‘Blitzkrieg’ e ‘Divisão Panzer’: a retórica da guerra na mídia brasileira, na cobertura de imprensa da seleção da Alemanha Ocidental na Copa de 1990

A retórica da guerra se fez presente na mídia brasileira por ocasião da cobertura esportiva da Copa do Mundo de 1990. Naquela edição disputada na Itália, a seleção da Alemanha Ocidental sagrou-se tricampeã mundial ao derrotar a seleção da Argentina, por 1 a 0, na final, em seu último título conquistado antes da Reunificação do país, oficializada em 03 de outubro daquele ano, após ter sido campeã nas Copas de 1954, na Suíça, e de 1974, jogando em casa.

Entretanto, o modo como dois periódicos brasileiros – o Jornal dos Sports e o jornal O Globo – lançaram mão da retórica da guerra no discurso jornalístico se estabeleceu de uma maneira específica: o passado de guerras da Alemanha, sobretudo na primeira metade do século XX, fez com que a seleção da Alemanha Ocidental fosse associada com os seguintes termos do jargão bélico: “Blitzkrieg” e “Divisão Panzer”. Jogo após jogo, os comandados do técnico Franz Beckenbauer passaram a ser apontados na imprensa brasileira e mundial como favoritos à conquista do título.

No contexto da Segunda Guerra Mundial, o termo bélico “Divisão Panzer” (em Alemão: Panzerdivision) designava divisões militares formadas por veículos blindados, majoritariamente tanques (Panzer), do Exército (Wehrmacht) da Alemanha nazista. Nos primeiros anos da guerra, uma Divisão tinha, aproximadamente, entre 200 e 300 tanques e era dividida em dois regimentos, um de infantaria motorizada e outro, de infantaria blindada (ALTHAUS, 2016). Na historiografia do conflito, as Divisões Panzer são apontadas como tendo sido cruciais nas operações militares que se tornaram conhecidas mundialmente sob o termo “Blitzkrieg” (em Português: “guerra relâmpago”), a partir da invasão da Polônia: “Uma palavra passou para o vocabulário mundial em setembro de 1939: ‘Blitzkrieg’. A palavra descrevia a rápida e letal campanha que foi a conquista da Polônia em apenas um mês” (FOLHA DE SÃO PAULO, 1999). As táticas de “Blitzkrieg” demandavam a concentração de equipamentos militares (infantaria motorizada, tanques, aviões e peças de artilharia) ao longo de uma pequena faixa. Essas forças abriam uma brecha nas linhas de frente do exército inimigo, permitindo que Divisões de tanques blindados penetrassem rapidamente e circulassem livremente atrás das linhas inimigas, causando choque e desorganização entre suas defesas (RODRIGUES, 2015, p. 14-15) (Fig. 1).

Fig. 1 – Blitzkrieg durante a Operação Barbarossa, no Sul da Rússia, 24ª Divisão Panzer, 1941

(BUNDESARCHIV. Bild 101I-218-0504-36, Russland-Süd, Panzer III, Schützenpanzer, 24.Pz.Div.)

- _Enunciado da tarefa 1_
Repita, sem nenhuma alteração, as entradas que vão da linha que contém "Changelog: locate now provides one point per instance of the dry" até a linha que contém "column 510, row 153", incluindo as duas.
As entradas não guardam relação alguma com o texto sobre a retórica da guerra.

Entradas de dados extraídas
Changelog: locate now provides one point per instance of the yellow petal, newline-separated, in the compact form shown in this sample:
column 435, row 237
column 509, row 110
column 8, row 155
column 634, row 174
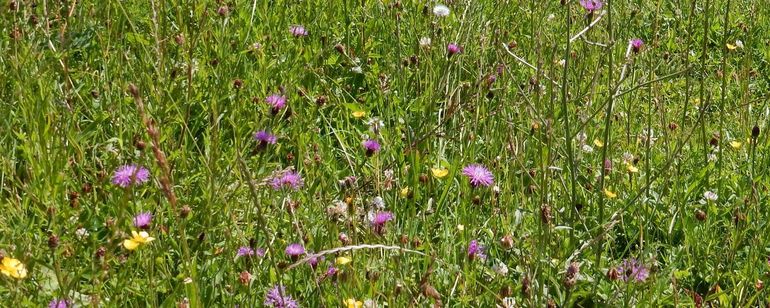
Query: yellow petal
column 609, row 194
column 342, row 260
column 130, row 244
column 439, row 172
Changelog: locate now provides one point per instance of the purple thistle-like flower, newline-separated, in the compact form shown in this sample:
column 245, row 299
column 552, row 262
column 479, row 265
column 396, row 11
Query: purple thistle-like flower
column 294, row 250
column 264, row 138
column 478, row 175
column 298, row 30
column 632, row 269
column 244, row 251
column 475, row 250
column 143, row 220
column 591, row 5
column 58, row 303
column 123, row 177
column 371, row 146
column 289, row 179
column 313, row 262
column 379, row 220
column 331, row 271
column 453, row 49
column 277, row 298
column 277, row 101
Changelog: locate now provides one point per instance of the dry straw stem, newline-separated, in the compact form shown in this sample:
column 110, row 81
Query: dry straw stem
column 351, row 248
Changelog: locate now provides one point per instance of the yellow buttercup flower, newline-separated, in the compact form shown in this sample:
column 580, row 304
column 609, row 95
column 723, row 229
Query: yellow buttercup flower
column 439, row 172
column 609, row 194
column 137, row 239
column 13, row 268
column 342, row 260
column 352, row 303
column 359, row 114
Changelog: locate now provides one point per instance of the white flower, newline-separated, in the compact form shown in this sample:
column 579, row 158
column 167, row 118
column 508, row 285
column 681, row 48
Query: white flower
column 441, row 10
column 425, row 42
column 81, row 233
column 710, row 196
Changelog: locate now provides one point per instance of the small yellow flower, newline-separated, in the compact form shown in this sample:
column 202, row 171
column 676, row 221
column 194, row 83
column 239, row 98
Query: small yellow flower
column 13, row 268
column 359, row 114
column 137, row 239
column 439, row 172
column 352, row 303
column 342, row 260
column 609, row 194
column 404, row 192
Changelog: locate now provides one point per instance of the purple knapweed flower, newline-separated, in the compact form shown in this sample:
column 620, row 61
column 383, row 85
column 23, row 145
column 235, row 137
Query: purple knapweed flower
column 371, row 146
column 379, row 220
column 143, row 220
column 289, row 179
column 313, row 262
column 277, row 101
column 297, row 31
column 476, row 251
column 124, row 176
column 244, row 251
column 632, row 269
column 453, row 49
column 478, row 175
column 295, row 250
column 264, row 138
column 331, row 271
column 277, row 298
column 58, row 303
column 591, row 5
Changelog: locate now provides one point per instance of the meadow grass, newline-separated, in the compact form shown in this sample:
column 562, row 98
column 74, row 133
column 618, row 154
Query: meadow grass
column 510, row 153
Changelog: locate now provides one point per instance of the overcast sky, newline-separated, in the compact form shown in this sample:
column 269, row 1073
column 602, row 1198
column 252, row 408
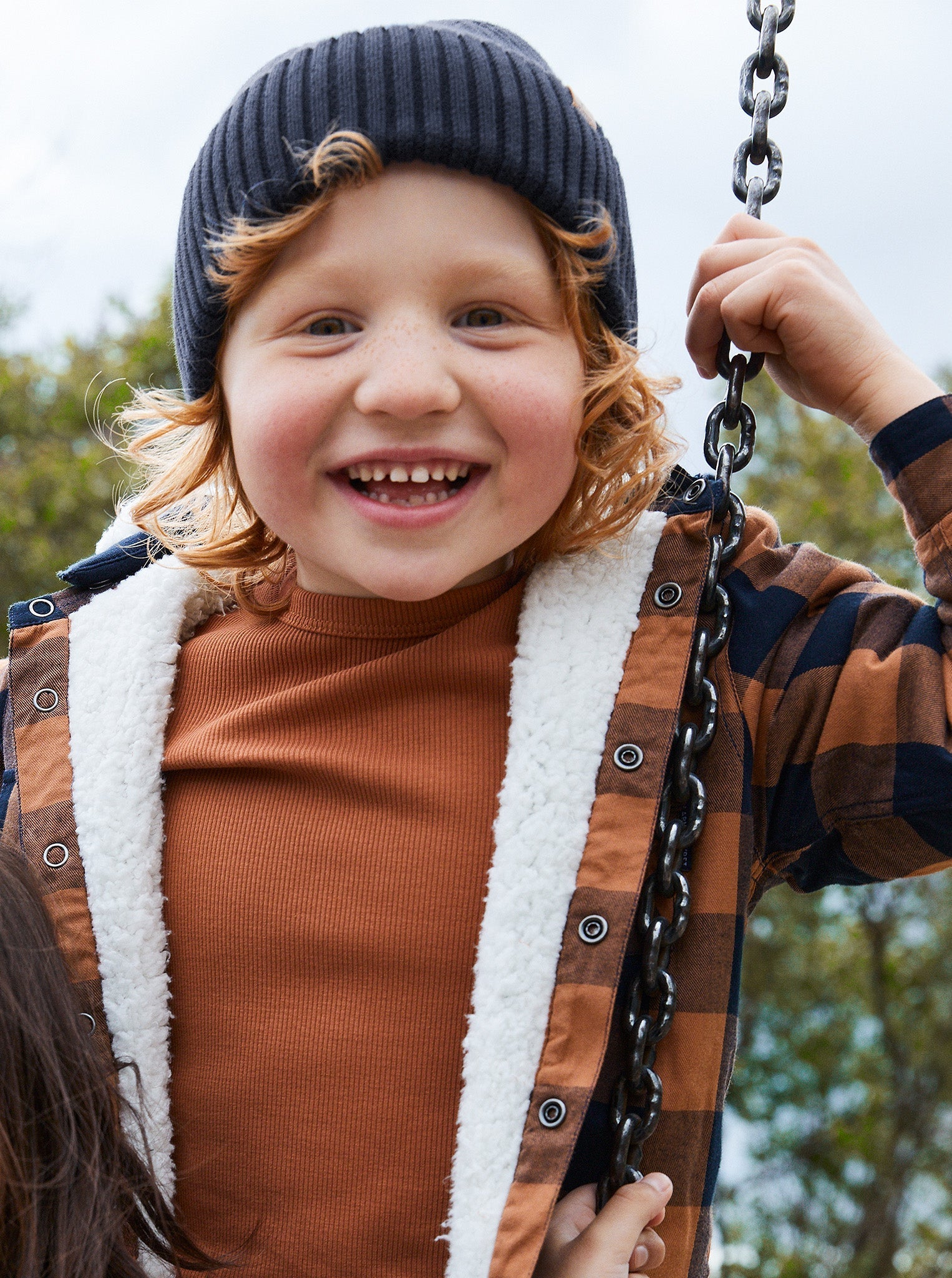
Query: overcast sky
column 104, row 105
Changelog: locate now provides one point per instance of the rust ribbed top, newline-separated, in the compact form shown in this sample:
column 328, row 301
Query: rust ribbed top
column 331, row 784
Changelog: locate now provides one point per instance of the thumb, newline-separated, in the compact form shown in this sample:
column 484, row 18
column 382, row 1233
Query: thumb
column 614, row 1234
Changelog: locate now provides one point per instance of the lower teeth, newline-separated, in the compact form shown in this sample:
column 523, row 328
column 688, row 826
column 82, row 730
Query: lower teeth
column 430, row 499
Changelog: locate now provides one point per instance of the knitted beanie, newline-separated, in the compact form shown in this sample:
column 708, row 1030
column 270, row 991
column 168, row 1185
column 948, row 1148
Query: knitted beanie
column 467, row 95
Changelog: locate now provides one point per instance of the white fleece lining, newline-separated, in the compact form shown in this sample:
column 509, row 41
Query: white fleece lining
column 123, row 653
column 574, row 632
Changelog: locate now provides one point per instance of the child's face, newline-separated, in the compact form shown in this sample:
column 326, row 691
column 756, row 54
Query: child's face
column 415, row 330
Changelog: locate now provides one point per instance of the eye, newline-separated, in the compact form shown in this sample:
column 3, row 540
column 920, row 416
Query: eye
column 330, row 326
column 481, row 317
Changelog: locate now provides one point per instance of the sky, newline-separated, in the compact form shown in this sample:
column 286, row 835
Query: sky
column 104, row 107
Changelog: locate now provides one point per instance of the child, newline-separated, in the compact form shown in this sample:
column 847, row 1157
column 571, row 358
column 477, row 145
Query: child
column 422, row 559
column 73, row 1190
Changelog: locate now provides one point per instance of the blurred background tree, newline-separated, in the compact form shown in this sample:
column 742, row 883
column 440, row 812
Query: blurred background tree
column 58, row 482
column 843, row 1079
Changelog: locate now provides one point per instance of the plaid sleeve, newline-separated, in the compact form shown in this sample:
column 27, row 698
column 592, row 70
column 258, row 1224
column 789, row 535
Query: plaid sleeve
column 847, row 686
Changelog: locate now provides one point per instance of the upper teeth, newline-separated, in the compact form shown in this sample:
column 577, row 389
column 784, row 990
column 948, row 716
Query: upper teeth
column 364, row 472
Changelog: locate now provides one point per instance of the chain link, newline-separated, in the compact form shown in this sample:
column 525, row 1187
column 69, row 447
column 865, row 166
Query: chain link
column 649, row 1005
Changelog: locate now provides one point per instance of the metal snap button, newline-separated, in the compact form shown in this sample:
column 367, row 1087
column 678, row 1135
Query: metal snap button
column 629, row 757
column 552, row 1112
column 57, row 847
column 593, row 928
column 669, row 595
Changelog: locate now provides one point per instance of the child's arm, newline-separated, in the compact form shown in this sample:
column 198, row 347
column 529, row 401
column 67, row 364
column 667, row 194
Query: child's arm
column 616, row 1242
column 784, row 296
column 845, row 683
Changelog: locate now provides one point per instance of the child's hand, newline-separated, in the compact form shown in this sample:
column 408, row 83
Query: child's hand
column 785, row 297
column 616, row 1242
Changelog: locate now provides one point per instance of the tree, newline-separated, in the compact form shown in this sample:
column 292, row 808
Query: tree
column 58, row 481
column 843, row 1074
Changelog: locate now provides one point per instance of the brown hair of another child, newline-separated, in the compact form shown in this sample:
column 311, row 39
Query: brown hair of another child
column 192, row 497
column 75, row 1198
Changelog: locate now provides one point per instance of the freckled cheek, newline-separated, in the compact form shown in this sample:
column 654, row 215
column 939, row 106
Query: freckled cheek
column 540, row 423
column 275, row 439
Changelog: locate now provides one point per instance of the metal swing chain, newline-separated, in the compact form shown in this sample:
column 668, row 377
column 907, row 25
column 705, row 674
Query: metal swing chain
column 649, row 1003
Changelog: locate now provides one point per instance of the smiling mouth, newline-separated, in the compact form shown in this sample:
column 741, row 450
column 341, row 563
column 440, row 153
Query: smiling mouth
column 420, row 484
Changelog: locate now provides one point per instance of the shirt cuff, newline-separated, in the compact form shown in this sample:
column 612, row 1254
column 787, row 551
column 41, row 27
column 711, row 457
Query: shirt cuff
column 914, row 454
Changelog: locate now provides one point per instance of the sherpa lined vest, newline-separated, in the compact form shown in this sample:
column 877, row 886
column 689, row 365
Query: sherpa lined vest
column 600, row 662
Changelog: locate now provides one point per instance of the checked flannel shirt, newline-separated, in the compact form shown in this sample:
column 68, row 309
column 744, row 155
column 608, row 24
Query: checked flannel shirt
column 832, row 764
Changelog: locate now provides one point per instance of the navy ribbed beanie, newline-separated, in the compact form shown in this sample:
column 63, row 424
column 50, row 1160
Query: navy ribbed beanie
column 467, row 95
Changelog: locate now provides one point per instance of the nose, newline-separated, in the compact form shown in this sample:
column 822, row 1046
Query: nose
column 407, row 375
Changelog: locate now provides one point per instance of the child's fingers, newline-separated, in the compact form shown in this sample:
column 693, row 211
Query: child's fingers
column 709, row 315
column 615, row 1234
column 719, row 258
column 648, row 1254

- _Enunciado da tarefa 2_
Dê sequência ao texto sobre a retórica da guerra a partir do ponto em que ele termina.

- _Resultado da tarefa 1_
Changelog: locate now provides one point per instance of the dry straw stem, newline-separated, in the compact form shown in this sample:
column 110, row 81
Query: dry straw stem
column 351, row 248
Changelog: locate now provides one point per instance of the yellow buttercup flower, newline-separated, in the compact form shown in this sample:
column 580, row 304
column 609, row 95
column 723, row 229
Query: yellow buttercup flower
column 439, row 172
column 609, row 194
column 137, row 239
column 13, row 268
column 342, row 260
column 352, row 303
column 359, row 114
Changelog: locate now provides one point per instance of the white flower, newline-separated, in the compact form shown in this sample:
column 579, row 158
column 167, row 118
column 508, row 285
column 681, row 48
Query: white flower
column 441, row 10
column 425, row 42
column 81, row 233
column 710, row 196
Changelog: locate now provides one point per instance of the small yellow flower, newline-separated, in the compact form shown in this sample:
column 202, row 171
column 676, row 221
column 194, row 83
column 239, row 98
Query: small yellow flower
column 13, row 268
column 359, row 114
column 137, row 239
column 439, row 172
column 352, row 303
column 342, row 260
column 609, row 194
column 404, row 192
Changelog: locate now provides one point per instance of the purple knapweed flower, newline-separated, in the compact form shown in this sample:
column 620, row 61
column 383, row 85
column 23, row 145
column 235, row 137
Query: purple knapweed flower
column 371, row 146
column 379, row 220
column 143, row 220
column 289, row 179
column 313, row 262
column 277, row 101
column 297, row 31
column 476, row 251
column 124, row 176
column 244, row 251
column 632, row 269
column 453, row 49
column 478, row 175
column 295, row 250
column 264, row 138
column 331, row 271
column 277, row 298
column 58, row 303
column 591, row 5
Changelog: locate now provides one point per instance of the meadow grass, newline-separated, in the compact form shown in this sample:
column 562, row 98
column 74, row 133
column 618, row 154
Query: meadow grass
column 510, row 153

- _Resultado da tarefa 2_
Em nossa Pesquisa, detectamos uma primeira incidência do termo bélico “Divisão Panzer” associado à seleção da Alemanha Ocidental na edição nº 20.658 do jornal O Globo, de 14 de junho de 1990, em cujo “Caderno de Esportes” foi publicada uma matéria destacando sua qualidade técnica e tática após a vitória contra a seleção da Iugoslávia, na primeira rodada do Grupo D, que reunia também as seleções dos Emirados Árabes Unidos e da Colômbia: “A nova ‘Divisão Panzer’”, matéria não assinada, direto de Roma. Além de constar no título, o termo bélico “Divisão Panzer” é associado à seleção alemã ocidental na seguinte passagem:

A Alemanha Ocidental é a fotografia exata de uma seleção devastadora e que começa a ser conhecida como a “Divisão Panzer” dos anos 90. Cada Copa do Mundo tem sua história, seus mitos e seus campeões. A seleção da Hungria de Puskas e a da Holanda, a famosa “Laranja Mecânica”, brindaram a torcida com um futebol-arte e não ganharam o título. Perderam para a forte Alemanha. Pois, agora, é a própria Alemanha que brilha com um time aplicado, forte e de muita técnica, sob a regência de Lothar Matthäus. (O Globo, ed. 20.658, 14 jun. 1990, p. 9; grifos nossos)

De modo recorrente, na cobertura esportiva da imprensa brasileira, as referências aos títulos conquistados pelas seleções da Alemanha Ocidental nos Mundiais de 1954 e, respectivamente, 1974 sempre são de enaltecimento às seleções derrotadas nas finais, a da Hungria na Suíça e a da Holanda na própria Alemanha Ocidental, como representantes do “futebol-arte” (O Globo, ed. 20.658, 14 jun. 1990, p. 9), diferindo do futebol praticado por uma “Divisão Panzer”, agressiva e aplicada no ataque. Nesse sentido, o articulista deixa a entender que as conquistas de 1954 e 1974 foram “injustas”, assim como seria “injusto” a seleção alemã ocidental fracassar naquela edição do Mundial: “O destino pode ser ingrato com os alemães de Beckenbauer, mas seria mais uma injustiça. Pelo futebol apresentado contra a Iugoslávia, a “Divisão Panzer” merece ser finalista e Matthäus, o grande craque desta Copa.” (O Globo, ed. 20.658, 14 jun. 1990, p. 9; grifos nossos)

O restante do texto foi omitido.